> **WHAT THE TASK ASKS**
Can you rewrite the records below, replacing every "visual input" with "picture", changing nothing else, and leaving the pictures out?
***** WORKING DATA *****
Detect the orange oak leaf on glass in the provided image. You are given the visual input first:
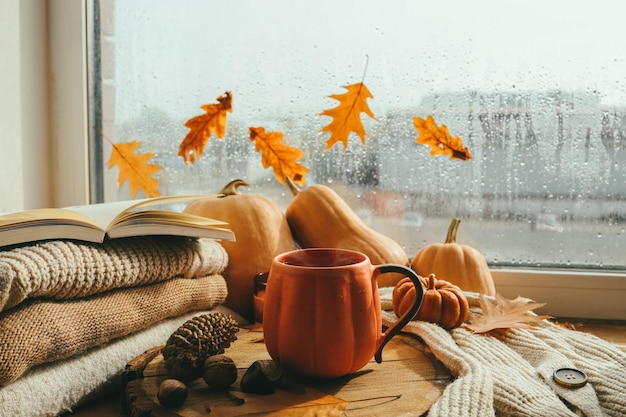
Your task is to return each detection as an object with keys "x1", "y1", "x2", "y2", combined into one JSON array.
[{"x1": 178, "y1": 91, "x2": 233, "y2": 165}]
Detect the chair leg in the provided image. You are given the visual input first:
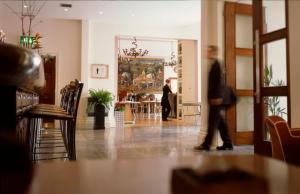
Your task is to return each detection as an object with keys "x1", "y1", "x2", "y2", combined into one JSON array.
[{"x1": 67, "y1": 120, "x2": 76, "y2": 160}]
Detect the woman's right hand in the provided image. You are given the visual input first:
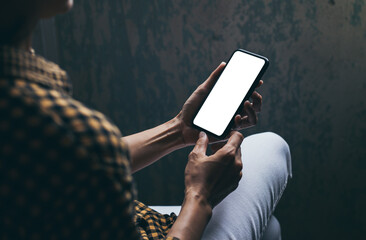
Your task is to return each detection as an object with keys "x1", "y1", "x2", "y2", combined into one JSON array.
[{"x1": 185, "y1": 131, "x2": 244, "y2": 208}]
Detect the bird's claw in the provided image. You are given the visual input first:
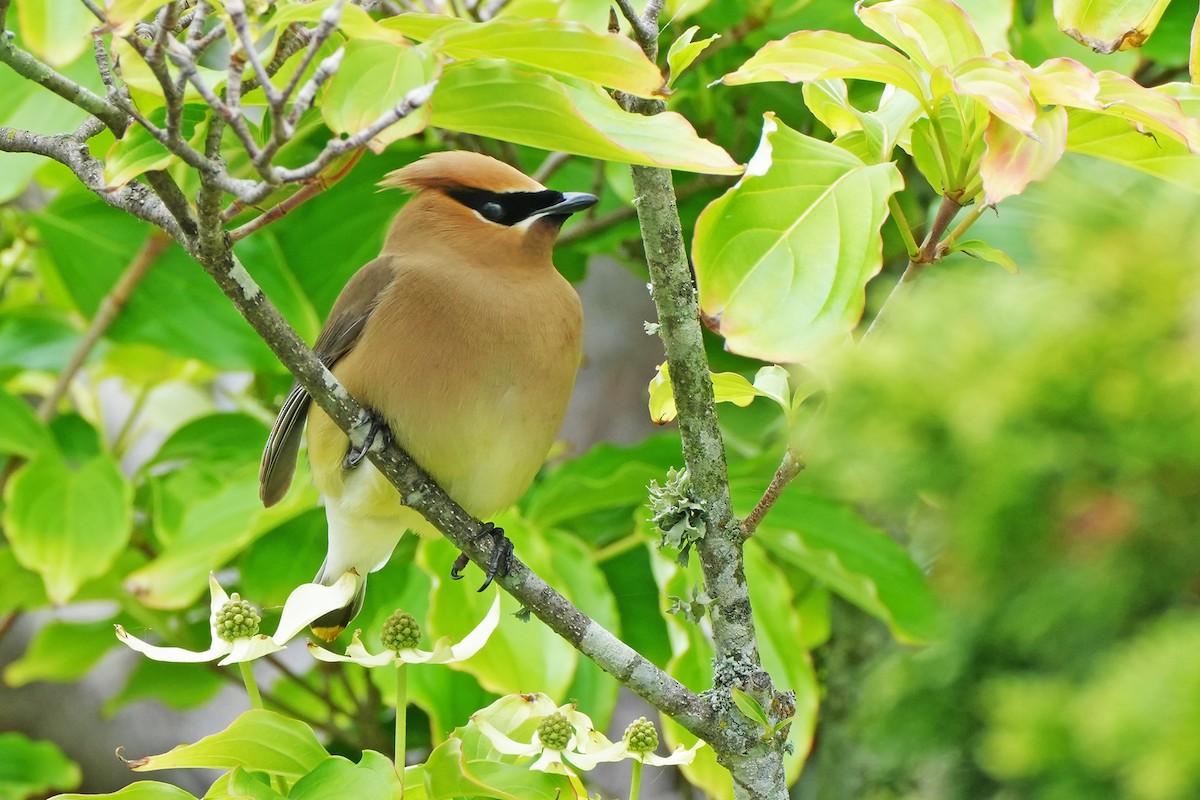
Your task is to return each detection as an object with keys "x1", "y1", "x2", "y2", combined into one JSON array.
[
  {"x1": 450, "y1": 522, "x2": 512, "y2": 591},
  {"x1": 342, "y1": 414, "x2": 389, "y2": 469}
]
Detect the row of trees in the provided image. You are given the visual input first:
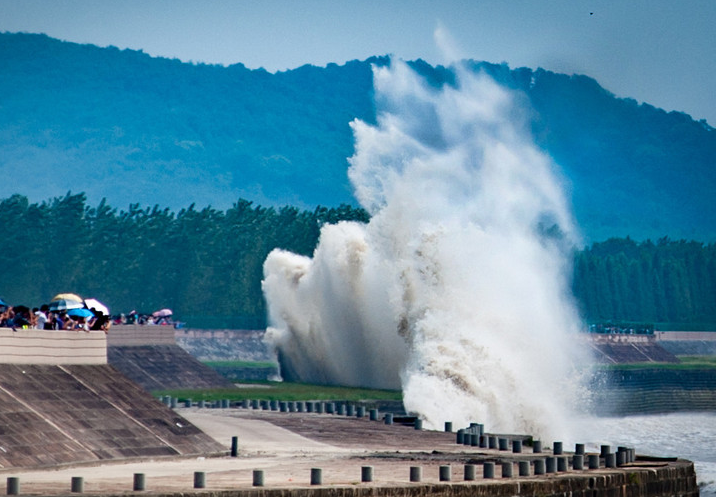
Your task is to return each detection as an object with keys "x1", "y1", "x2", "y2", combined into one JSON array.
[
  {"x1": 574, "y1": 237, "x2": 716, "y2": 324},
  {"x1": 0, "y1": 193, "x2": 716, "y2": 326}
]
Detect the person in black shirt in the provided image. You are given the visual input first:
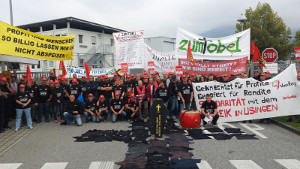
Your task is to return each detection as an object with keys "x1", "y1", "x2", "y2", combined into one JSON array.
[
  {"x1": 51, "y1": 80, "x2": 65, "y2": 123},
  {"x1": 37, "y1": 78, "x2": 52, "y2": 123},
  {"x1": 168, "y1": 75, "x2": 178, "y2": 118},
  {"x1": 201, "y1": 94, "x2": 220, "y2": 125},
  {"x1": 83, "y1": 93, "x2": 100, "y2": 123},
  {"x1": 125, "y1": 93, "x2": 140, "y2": 119},
  {"x1": 25, "y1": 80, "x2": 39, "y2": 122},
  {"x1": 67, "y1": 79, "x2": 82, "y2": 99},
  {"x1": 110, "y1": 92, "x2": 126, "y2": 123},
  {"x1": 97, "y1": 95, "x2": 108, "y2": 122},
  {"x1": 16, "y1": 84, "x2": 32, "y2": 131},
  {"x1": 178, "y1": 75, "x2": 194, "y2": 112},
  {"x1": 155, "y1": 80, "x2": 170, "y2": 107},
  {"x1": 62, "y1": 94, "x2": 84, "y2": 126}
]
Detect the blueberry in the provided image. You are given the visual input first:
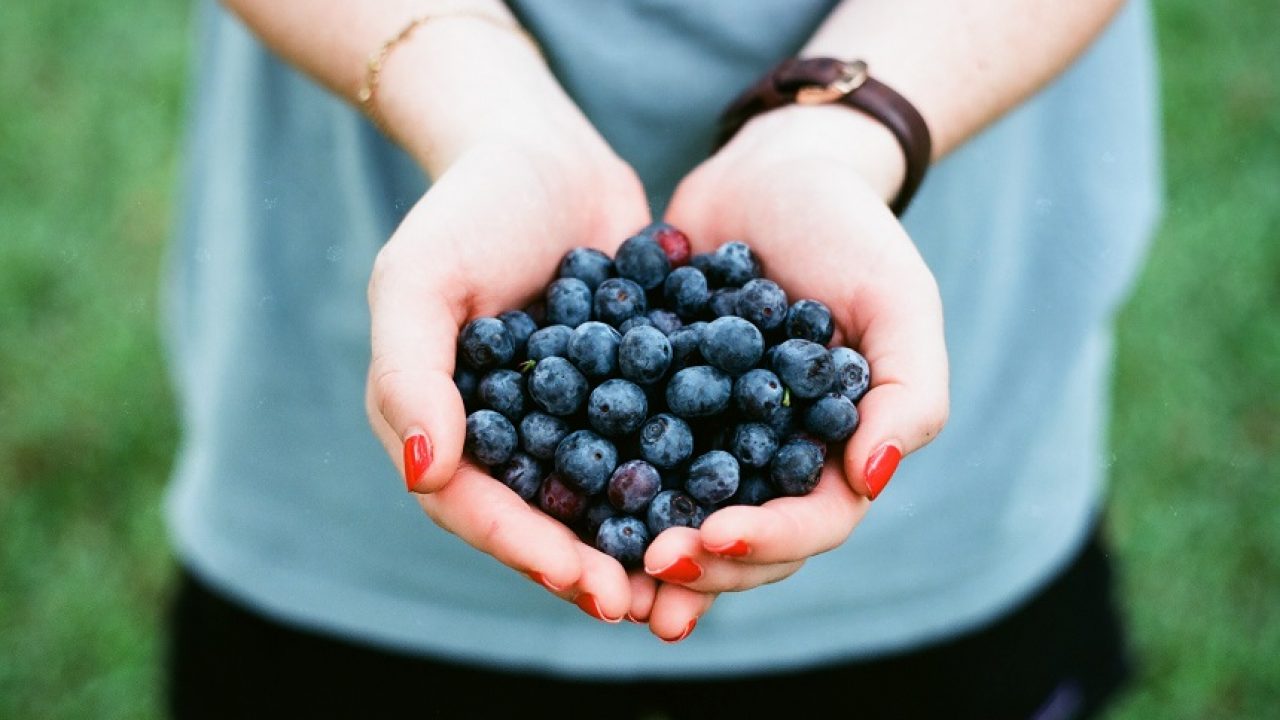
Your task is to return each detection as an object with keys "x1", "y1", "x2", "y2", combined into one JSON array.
*****
> **ANSWER IN FULL**
Detect the orange oak leaf on glass in the provided image. You are given the picture first:
Your task is to return each detection as an object with keys "x1", "y1", "x2", "y2", combined into one JSON array.
[{"x1": 178, "y1": 91, "x2": 233, "y2": 165}]
Detect the chair leg in the provided image. You are given the picture first:
Your task is to return each detection as an object with keys "x1", "y1", "x2", "y2", combined into one JSON array.
[{"x1": 67, "y1": 120, "x2": 76, "y2": 160}]
Detect the woman's right hand in the provided image. You are given the picture first:
Your task is to return each detection as an object with keys "x1", "y1", "x2", "y2", combined into one JSON array.
[{"x1": 185, "y1": 131, "x2": 244, "y2": 208}]
Detect the bird's claw in the provided image. You are given the picture first:
Your task is to return each detection as an object with keys "x1", "y1", "x2", "y2", combined into one JSON array.
[
  {"x1": 450, "y1": 522, "x2": 512, "y2": 591},
  {"x1": 342, "y1": 414, "x2": 389, "y2": 469}
]
Detect the row of trees in the provided image. You are given the picture first:
Your task is to return each detection as an object with keys "x1", "y1", "x2", "y2", combined into one JSON array.
[
  {"x1": 574, "y1": 237, "x2": 716, "y2": 324},
  {"x1": 0, "y1": 193, "x2": 716, "y2": 326}
]
Detect the person in black shirt in the provided image. You are given the picture first:
Your task is to return each detection as an object with keys "x1", "y1", "x2", "y2", combined into one JSON array.
[
  {"x1": 51, "y1": 80, "x2": 65, "y2": 123},
  {"x1": 37, "y1": 78, "x2": 52, "y2": 123},
  {"x1": 168, "y1": 75, "x2": 178, "y2": 118},
  {"x1": 201, "y1": 94, "x2": 220, "y2": 125},
  {"x1": 83, "y1": 93, "x2": 100, "y2": 123},
  {"x1": 125, "y1": 93, "x2": 140, "y2": 119},
  {"x1": 25, "y1": 80, "x2": 39, "y2": 122},
  {"x1": 67, "y1": 79, "x2": 82, "y2": 99},
  {"x1": 110, "y1": 92, "x2": 126, "y2": 123},
  {"x1": 97, "y1": 95, "x2": 108, "y2": 122},
  {"x1": 16, "y1": 84, "x2": 32, "y2": 131},
  {"x1": 178, "y1": 75, "x2": 194, "y2": 112},
  {"x1": 155, "y1": 80, "x2": 170, "y2": 107},
  {"x1": 62, "y1": 94, "x2": 84, "y2": 126}
]
Detect the blueberry in the provided image. You are given the picture first:
Your task is to return each detection as an object with keys "x1", "y1", "x2", "y2", combined into one JSON array.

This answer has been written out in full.